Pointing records
# # # # # # #
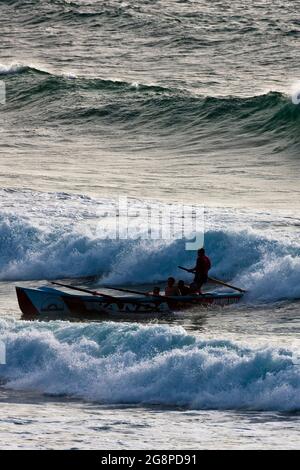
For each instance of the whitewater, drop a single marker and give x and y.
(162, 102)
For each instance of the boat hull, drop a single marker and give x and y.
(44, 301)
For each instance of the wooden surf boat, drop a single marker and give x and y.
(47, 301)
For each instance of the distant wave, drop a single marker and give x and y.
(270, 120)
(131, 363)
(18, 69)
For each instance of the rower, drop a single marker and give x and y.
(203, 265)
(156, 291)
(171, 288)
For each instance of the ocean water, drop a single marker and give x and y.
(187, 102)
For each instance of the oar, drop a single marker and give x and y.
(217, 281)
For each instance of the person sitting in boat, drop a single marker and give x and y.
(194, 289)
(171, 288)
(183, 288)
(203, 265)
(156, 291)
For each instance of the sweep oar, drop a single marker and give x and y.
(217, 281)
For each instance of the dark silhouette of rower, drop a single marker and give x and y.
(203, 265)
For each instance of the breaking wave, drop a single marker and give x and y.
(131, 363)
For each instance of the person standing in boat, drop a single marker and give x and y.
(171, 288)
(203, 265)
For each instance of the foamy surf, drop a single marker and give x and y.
# # # # # # #
PROMPT: Please copy the stretch of the listing from the line containing "For each instance of the sweep" through the end of the listing, word for word.

EXERCISE SOLUTION:
For each instance of the sweep oar, drop a single marker and give x and y.
(217, 281)
For each instance of the dark silhouette of rower, drop a single marker and give x and y.
(203, 265)
For each instance of the breaking wave, drop a single marker and give x and y.
(131, 363)
For each instance of the person standing in boat, drop a single marker and give x and y.
(171, 288)
(203, 265)
For each instance of the foamy surf, drop a single marker and give x and y.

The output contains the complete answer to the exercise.